ATIVIDADE
Com base no trecho da página, explique em uma a três frases por que, segundo Lizzie Wade, reconhecer o potencial regenerativo do colapso pode ser nossa melhor chance de mudança.

TRECHO DA PÁGINA
# # # # # # #
No recém-lançado livro "Apocalypse: How Catastrophe Transformed Our World and Can Forge New Futures" (Apocalipse: como catástrofes transformaram nosso mundo e podem forjar um novo futuro, em tradução livre), a jornalista e antropóloga Lizzie Wade propõe uma mudança de perspectiva radical: encarar o apocalipse não como o fim de tudo, mas como o fim de como vivíamos até agora.

Ao analisar episódios históricos de colapso, ela revela que as grandes rupturas, apesar de devastadoras, frequentemente abrem caminho para profundas transformações sociais, políticas e culturais. Em tempos de pandemia, crise climática e instabilidade política, Wade argumenta que reconhecer o potencial regenerativo do colapso pode ser nossa melhor chance de mudança.

A seguir, cinco lições centrais do livro:

1. Já estivemos aqui antes

O século 21 começou com um baque: a maior pandemia em 100 anos, crises políticas imprevisíveis e uma aceleração dramática das catástrofes climáticas. Mas, ao longo da história, a humanidade já enfrentou colapsos similares – e sobreviveu.

Pandemias, guerras globais, mudanças climáticas bruscas e até o risco de extinção não são novidades.

Para Wade, somos herdeiros de uma linhagem resiliente, criativa e adaptável, que nos deixou ferramentas valiosas para atravessar tempos difíceis. O segredo está em ouvir os relatos do passado.

2. Comunidade e colaboração são cruciais para a sobrevivência

Há cerca de 47 mil anos, humanos enfrentaram um clima instável e imprevisível no norte da Europa. Neandertais e Homo sapiens coexistiram nesse cenário hostil – e, ao contrário da visão tradicional de confronto e extermínio, pesquisas recentes mostram que houve miscigenação e cooperação.
# # # # # # #
Trechos de dados:
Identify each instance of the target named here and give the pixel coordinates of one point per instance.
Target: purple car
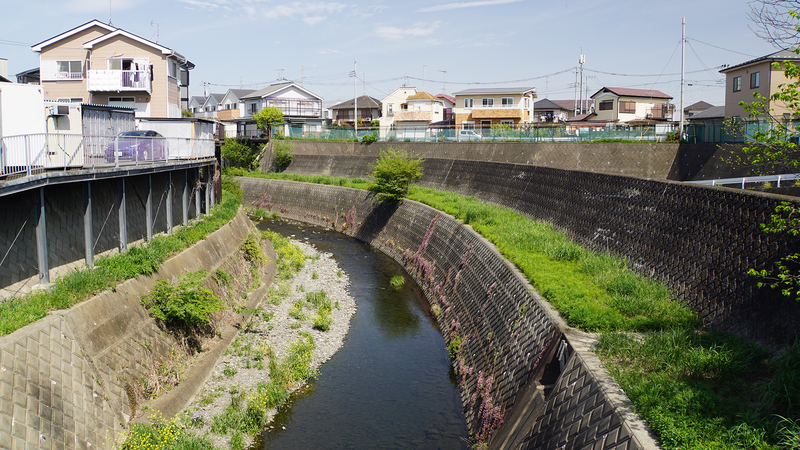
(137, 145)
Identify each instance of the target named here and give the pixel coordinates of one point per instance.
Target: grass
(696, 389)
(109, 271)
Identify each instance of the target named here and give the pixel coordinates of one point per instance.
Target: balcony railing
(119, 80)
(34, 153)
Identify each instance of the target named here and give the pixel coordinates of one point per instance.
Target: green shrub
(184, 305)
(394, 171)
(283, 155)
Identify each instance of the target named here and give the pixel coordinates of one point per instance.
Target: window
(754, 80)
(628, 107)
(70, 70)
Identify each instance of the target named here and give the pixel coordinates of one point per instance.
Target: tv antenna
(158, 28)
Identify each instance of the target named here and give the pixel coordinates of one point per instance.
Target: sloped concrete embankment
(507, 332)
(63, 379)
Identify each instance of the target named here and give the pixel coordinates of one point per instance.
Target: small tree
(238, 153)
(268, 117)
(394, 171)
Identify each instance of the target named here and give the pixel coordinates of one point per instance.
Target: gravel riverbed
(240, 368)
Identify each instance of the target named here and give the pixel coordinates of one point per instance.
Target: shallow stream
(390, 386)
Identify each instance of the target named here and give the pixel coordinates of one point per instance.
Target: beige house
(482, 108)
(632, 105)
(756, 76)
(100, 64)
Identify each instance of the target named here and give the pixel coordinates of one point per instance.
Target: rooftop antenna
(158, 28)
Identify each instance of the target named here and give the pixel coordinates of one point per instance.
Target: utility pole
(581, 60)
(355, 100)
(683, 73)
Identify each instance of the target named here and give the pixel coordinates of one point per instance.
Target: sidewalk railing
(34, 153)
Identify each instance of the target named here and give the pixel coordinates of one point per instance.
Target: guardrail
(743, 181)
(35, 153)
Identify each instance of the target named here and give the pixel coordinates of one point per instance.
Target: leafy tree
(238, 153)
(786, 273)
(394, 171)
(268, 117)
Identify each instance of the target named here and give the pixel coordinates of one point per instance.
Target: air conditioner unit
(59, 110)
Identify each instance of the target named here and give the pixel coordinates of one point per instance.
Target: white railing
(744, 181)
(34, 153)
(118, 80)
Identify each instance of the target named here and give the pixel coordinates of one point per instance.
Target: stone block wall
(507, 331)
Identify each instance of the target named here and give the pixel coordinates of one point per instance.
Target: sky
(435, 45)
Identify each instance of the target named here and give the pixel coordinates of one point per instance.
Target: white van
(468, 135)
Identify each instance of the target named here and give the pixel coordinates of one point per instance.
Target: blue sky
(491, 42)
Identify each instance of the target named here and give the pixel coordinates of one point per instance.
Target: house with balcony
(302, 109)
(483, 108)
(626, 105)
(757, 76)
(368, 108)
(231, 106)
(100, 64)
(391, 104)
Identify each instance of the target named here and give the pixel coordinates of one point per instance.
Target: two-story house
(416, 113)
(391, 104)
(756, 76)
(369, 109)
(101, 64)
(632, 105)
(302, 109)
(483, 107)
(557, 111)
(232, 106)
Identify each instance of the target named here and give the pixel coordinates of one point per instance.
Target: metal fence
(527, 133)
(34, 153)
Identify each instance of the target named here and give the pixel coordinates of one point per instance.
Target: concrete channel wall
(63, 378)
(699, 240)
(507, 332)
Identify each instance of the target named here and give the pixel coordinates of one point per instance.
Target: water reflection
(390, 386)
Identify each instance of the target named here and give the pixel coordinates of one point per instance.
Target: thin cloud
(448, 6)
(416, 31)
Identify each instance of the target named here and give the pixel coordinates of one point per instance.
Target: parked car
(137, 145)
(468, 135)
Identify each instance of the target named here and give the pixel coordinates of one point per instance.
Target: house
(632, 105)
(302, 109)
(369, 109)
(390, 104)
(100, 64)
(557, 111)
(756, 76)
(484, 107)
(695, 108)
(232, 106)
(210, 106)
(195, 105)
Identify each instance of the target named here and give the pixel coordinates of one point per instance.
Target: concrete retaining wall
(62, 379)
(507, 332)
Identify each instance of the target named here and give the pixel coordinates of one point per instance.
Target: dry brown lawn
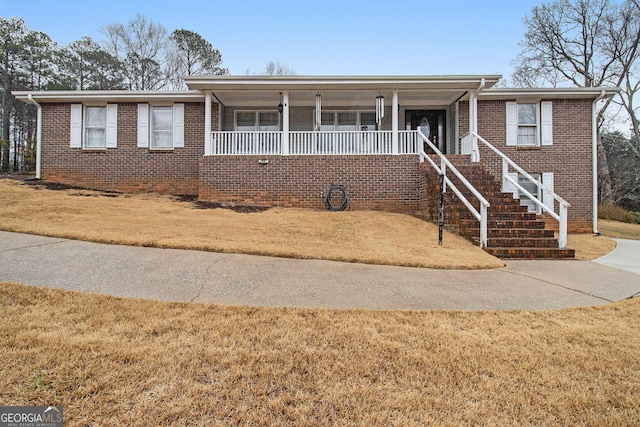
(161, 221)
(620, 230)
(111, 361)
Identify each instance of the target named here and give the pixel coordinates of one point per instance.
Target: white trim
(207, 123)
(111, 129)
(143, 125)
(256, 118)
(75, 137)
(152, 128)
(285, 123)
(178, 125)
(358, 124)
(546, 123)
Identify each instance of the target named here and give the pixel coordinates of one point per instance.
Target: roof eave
# # # # # # #
EXERCÍCIO RESOLVIDO
Ao analisar episódios históricos de colapso, Wade constata que as grandes rupturas, embora devastadoras, frequentemente abrem caminho para profundas transformações sociais, políticas e culturais. Por isso, em tempos de pandemia, crise climática e instabilidade política, reconhecer esse potencial pode ser nossa melhor chance de mudança.